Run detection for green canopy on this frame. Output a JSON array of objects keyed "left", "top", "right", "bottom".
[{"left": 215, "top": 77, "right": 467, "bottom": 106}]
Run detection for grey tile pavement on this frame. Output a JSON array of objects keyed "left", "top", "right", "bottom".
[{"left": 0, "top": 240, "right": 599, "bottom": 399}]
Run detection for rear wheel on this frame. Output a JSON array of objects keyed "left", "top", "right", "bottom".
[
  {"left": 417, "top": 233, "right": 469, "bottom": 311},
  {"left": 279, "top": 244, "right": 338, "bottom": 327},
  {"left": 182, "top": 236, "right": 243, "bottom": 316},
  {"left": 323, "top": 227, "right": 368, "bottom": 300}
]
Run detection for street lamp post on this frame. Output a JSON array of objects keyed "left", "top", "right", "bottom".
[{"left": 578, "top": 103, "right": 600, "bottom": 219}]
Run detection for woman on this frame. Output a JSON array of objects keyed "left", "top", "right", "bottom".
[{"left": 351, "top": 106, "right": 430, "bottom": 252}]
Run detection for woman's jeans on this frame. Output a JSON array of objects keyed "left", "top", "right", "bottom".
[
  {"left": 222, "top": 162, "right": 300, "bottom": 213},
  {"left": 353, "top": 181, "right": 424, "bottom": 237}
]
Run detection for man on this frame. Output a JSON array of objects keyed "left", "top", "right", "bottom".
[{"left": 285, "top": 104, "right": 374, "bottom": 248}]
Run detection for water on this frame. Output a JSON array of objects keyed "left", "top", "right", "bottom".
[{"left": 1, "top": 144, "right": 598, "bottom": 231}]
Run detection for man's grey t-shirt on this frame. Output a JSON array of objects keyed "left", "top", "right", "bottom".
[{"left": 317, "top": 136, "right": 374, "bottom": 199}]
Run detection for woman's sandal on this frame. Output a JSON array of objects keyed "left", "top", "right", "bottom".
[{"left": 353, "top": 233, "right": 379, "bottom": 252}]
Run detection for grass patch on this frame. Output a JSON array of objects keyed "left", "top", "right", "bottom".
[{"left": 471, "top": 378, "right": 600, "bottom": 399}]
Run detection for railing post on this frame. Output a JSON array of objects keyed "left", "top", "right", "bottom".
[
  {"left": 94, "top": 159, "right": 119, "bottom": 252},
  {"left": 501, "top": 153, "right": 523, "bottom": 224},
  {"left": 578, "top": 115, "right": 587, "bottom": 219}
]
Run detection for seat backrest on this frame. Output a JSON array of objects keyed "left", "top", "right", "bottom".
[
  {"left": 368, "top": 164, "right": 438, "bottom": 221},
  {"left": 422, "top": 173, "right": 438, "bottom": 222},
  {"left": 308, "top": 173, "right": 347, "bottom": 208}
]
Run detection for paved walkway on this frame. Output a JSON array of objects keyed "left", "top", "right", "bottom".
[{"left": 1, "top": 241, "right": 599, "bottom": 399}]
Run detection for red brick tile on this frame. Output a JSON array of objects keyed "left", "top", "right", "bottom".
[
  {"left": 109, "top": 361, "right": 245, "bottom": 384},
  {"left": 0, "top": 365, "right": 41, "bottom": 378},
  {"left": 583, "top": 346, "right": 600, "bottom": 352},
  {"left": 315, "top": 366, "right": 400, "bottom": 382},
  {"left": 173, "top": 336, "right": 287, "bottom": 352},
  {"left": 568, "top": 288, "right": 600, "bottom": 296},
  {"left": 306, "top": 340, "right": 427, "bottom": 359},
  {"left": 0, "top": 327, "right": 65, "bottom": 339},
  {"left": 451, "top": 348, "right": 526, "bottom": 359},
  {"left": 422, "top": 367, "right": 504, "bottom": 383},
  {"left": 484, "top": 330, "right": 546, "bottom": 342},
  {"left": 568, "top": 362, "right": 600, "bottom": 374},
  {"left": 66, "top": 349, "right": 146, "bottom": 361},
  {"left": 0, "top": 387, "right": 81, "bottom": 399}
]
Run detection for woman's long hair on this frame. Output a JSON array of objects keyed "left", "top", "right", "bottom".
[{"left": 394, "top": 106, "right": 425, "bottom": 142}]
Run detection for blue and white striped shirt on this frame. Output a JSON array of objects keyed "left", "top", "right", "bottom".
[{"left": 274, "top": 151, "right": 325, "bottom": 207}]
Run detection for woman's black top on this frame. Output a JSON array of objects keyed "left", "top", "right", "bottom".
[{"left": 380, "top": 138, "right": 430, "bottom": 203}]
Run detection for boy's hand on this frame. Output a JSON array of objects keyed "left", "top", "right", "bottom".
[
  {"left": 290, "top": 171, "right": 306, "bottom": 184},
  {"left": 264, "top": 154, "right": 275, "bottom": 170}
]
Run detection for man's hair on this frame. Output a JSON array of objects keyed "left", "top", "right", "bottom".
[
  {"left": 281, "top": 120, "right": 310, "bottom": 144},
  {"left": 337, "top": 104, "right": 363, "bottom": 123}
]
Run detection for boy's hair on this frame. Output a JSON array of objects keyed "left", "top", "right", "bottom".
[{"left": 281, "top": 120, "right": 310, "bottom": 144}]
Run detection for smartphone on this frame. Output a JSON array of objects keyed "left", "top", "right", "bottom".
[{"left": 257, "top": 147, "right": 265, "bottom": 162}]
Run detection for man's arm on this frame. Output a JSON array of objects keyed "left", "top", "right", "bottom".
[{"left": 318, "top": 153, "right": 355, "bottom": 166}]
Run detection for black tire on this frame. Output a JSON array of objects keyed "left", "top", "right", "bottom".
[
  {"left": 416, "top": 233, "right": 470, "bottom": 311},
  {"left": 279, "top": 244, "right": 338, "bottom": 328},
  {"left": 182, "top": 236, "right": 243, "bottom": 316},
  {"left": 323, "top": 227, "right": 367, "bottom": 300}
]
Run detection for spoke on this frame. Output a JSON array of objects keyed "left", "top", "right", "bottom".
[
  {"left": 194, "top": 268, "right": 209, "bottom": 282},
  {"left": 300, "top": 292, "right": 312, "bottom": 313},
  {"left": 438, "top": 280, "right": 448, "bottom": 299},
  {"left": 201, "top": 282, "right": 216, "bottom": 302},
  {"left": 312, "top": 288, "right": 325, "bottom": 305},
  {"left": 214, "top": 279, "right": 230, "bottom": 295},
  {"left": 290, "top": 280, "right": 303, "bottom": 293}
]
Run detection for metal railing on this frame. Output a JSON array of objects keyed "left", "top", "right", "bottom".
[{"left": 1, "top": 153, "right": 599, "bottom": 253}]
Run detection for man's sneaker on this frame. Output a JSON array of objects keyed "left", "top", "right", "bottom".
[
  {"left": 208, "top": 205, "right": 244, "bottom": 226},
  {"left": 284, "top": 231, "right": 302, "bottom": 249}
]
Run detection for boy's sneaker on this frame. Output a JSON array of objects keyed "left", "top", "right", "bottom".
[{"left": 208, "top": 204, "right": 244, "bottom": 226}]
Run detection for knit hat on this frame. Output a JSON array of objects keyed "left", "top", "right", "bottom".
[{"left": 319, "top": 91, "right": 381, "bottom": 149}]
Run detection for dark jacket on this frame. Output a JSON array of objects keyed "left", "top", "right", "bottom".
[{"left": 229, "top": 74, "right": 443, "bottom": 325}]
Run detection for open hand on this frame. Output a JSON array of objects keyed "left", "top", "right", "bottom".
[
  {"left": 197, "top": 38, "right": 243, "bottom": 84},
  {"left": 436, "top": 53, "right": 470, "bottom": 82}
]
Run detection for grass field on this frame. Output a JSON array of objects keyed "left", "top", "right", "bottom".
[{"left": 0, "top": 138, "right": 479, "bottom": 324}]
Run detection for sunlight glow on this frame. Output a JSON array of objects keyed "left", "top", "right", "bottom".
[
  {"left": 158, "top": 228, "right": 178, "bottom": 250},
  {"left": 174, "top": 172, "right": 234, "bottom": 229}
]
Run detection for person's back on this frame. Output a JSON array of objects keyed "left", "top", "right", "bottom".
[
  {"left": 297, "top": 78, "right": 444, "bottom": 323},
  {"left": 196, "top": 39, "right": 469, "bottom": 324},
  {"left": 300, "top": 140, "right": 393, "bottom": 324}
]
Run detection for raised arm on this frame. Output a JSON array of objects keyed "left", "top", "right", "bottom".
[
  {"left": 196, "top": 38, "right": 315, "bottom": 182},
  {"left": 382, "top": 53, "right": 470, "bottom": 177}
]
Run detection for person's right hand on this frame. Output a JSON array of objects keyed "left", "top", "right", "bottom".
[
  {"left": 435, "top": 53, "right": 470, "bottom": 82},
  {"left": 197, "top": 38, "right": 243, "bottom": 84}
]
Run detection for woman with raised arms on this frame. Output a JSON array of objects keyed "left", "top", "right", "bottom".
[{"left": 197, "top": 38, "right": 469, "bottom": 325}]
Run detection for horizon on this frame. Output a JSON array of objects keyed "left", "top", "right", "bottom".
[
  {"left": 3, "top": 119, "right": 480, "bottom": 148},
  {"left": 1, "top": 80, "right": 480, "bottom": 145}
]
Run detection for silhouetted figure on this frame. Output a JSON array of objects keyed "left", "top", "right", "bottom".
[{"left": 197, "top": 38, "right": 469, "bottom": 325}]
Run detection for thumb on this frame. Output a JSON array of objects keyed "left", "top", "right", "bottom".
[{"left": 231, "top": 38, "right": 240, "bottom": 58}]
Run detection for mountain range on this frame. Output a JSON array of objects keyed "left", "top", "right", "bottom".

*What to do*
Your answer must be the line holding "Run detection for raised" plus every later line to the end of the records, copied exactly.

*Problem solution*
Run detection for raised arm on this frame. Output a JSON array of objects keyed "left", "top", "right", "bottom".
[
  {"left": 196, "top": 38, "right": 315, "bottom": 182},
  {"left": 382, "top": 53, "right": 470, "bottom": 177}
]
Run detection for person's right hand on this frame. Output a JSON array of objects keyed "left", "top", "right", "bottom".
[
  {"left": 435, "top": 53, "right": 470, "bottom": 82},
  {"left": 197, "top": 38, "right": 243, "bottom": 84}
]
Run detection for woman with raised arms on this frame. Output a JSON array of objects keyed "left", "top", "right", "bottom".
[{"left": 197, "top": 38, "right": 469, "bottom": 325}]
Run detection for horizon on this frame. Output a JSON array of objects keyed "left", "top", "right", "bottom".
[
  {"left": 3, "top": 119, "right": 480, "bottom": 148},
  {"left": 1, "top": 80, "right": 480, "bottom": 145}
]
Run detection for silhouetted figure on this frame. Output a JSON array of objects keyed "left", "top", "right", "bottom".
[{"left": 197, "top": 38, "right": 469, "bottom": 325}]
Run detection for thumb on this frame. Output a JSON array of objects keyed "left", "top", "right", "bottom".
[{"left": 231, "top": 38, "right": 240, "bottom": 58}]
Run detection for mountain range on this frame. Output a JSON array of objects keyed "left", "top", "right", "bottom".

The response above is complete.